- **MATERIAL FOR THE TASK**
/---

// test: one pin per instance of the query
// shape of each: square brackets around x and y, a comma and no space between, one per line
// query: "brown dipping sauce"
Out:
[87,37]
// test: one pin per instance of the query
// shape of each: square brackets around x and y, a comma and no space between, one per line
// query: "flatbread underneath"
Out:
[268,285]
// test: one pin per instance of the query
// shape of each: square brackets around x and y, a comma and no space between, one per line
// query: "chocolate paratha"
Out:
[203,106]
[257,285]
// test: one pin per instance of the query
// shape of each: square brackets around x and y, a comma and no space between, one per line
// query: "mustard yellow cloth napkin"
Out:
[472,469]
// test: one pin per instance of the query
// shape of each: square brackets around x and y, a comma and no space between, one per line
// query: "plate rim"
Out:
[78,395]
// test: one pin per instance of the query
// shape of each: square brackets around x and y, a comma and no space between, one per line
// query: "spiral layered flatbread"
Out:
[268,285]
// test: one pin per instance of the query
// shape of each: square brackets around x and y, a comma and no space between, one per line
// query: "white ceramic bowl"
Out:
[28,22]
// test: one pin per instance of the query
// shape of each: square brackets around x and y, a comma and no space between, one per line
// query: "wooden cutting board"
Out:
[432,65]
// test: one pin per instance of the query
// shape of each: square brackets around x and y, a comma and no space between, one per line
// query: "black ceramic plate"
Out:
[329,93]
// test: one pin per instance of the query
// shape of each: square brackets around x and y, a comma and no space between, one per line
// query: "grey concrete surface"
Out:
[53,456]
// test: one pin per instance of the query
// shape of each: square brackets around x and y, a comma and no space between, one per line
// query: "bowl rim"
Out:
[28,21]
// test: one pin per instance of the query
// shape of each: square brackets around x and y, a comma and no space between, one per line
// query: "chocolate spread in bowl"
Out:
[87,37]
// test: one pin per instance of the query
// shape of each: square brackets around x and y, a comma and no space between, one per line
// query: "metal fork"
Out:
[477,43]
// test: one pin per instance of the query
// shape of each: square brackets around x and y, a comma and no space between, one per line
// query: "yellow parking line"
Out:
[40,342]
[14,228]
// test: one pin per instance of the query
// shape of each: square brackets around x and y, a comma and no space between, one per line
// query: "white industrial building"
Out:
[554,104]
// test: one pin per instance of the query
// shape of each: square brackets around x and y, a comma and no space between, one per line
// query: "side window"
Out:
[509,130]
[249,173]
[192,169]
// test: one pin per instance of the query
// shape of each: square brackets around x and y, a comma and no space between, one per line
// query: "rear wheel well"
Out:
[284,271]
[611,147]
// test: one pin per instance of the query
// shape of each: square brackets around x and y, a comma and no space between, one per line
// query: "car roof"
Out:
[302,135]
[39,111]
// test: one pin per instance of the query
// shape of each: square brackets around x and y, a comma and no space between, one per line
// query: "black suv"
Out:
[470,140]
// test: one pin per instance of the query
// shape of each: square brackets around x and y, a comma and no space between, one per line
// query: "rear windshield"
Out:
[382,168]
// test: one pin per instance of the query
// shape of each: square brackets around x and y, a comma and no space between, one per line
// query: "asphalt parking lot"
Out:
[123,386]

\---

- **WRITTEN TASK**
Repeat the data verbatim.

- **THE REPLY**
// test: one pin per instance of the query
// shape of each: square brackets around x and y, a comma and no space between, one per line
// query: "brown dipping sauce"
Out:
[87,37]
// test: one pin per instance of the query
// shape of each: square brackets around x and y, a comma and no space between, one per line
// query: "flatbread underneath"
Out:
[268,285]
// test: one pin per instance of the query
// shape of each: square brackets around x and y, a comma and no space between, one per line
// query: "chocolate paratha"
Out:
[203,106]
[257,285]
// test: one pin per instance of the query
// shape of each: square brackets around x and y, a comma and no space between, one per line
// query: "mustard yellow cloth napkin"
Out:
[472,469]
// test: one pin per instance of the query
// shape of each: square brackets around x and y, a comma and no space between, one per line
// query: "plate rim"
Out:
[78,395]
// test: one pin per instance of the query
// shape of each: square brackets around x and y, a comma and no space between, one per line
// query: "spiral layered flatbread"
Out:
[268,285]
// test: one pin per instance of the query
// shape of each: square brackets around x and y, a comma and no space between, one per line
// query: "white ceramic bowl"
Out:
[28,22]
// test: one pin per instance of the query
// shape of each: square brackets around x and y, a comma and no space between, one per line
// query: "wooden cutting board"
Out:
[432,65]
// test: one pin per instance of the query
// shape of each: square brackets around x and y, a comma and no space between, one per line
// query: "black ceramic plate"
Out:
[329,93]
// test: one pin per instance of the query
// shape of each: square brackets around x and y, a comma and no space between, one per line
// query: "grey concrete surface"
Out:
[53,456]
// test: one pin per instance of the query
// shape of each: square brackets around x and y, a comma and no space between, one per line
// query: "bowl rim"
Out:
[28,21]
// test: one pin per instance of the query
// shape of each: square brackets around x and y, a comma and no space between, one per line
// query: "chocolate spread in bowl"
Out:
[87,37]
// test: one pin per instance of the query
// shape of each: square brackets around x and y, a comma and no space between, one per line
// query: "metal fork"
Out:
[477,43]
// test: one pin per instance of the query
// shape of each: square brackets around x and y, a comma and no space between, one per line
// query: "yellow parking line"
Out:
[40,342]
[14,228]
// test: one pin per instance of the query
// shape of each: square brackets around x and y, a comma and no space between, one per line
// query: "white industrial building"
Out:
[554,104]
// test: one pin per instance of the query
// shape of each: square brackets around x and y, a comma and no space between, one per line
// query: "side window"
Out:
[509,130]
[249,173]
[192,169]
// test: one pin per instance of the query
// shape of each: square brackets around x and y, a comma and no space between, one per line
// query: "rear wheel well"
Out:
[284,271]
[611,147]
// test: one pin per instance of the query
// shape of each: square brackets around x and y, a comma and no space between, one per line
// query: "car roof"
Out:
[302,135]
[39,111]
// test: one pin per instance of the query
// shape of each: square brackets around x and y, a comma and no space between, one per line
// query: "black suv"
Out:
[470,140]
// test: one pin per instance of the query
// shape of each: square brackets around x and y, a comma and no space between, one per line
// query: "rear windshield"
Out:
[382,168]
// test: one pin per instance of the query
// shape of each: square brackets around x and y, a comma and no space between, one per line
// query: "asphalt parking lot"
Out:
[123,386]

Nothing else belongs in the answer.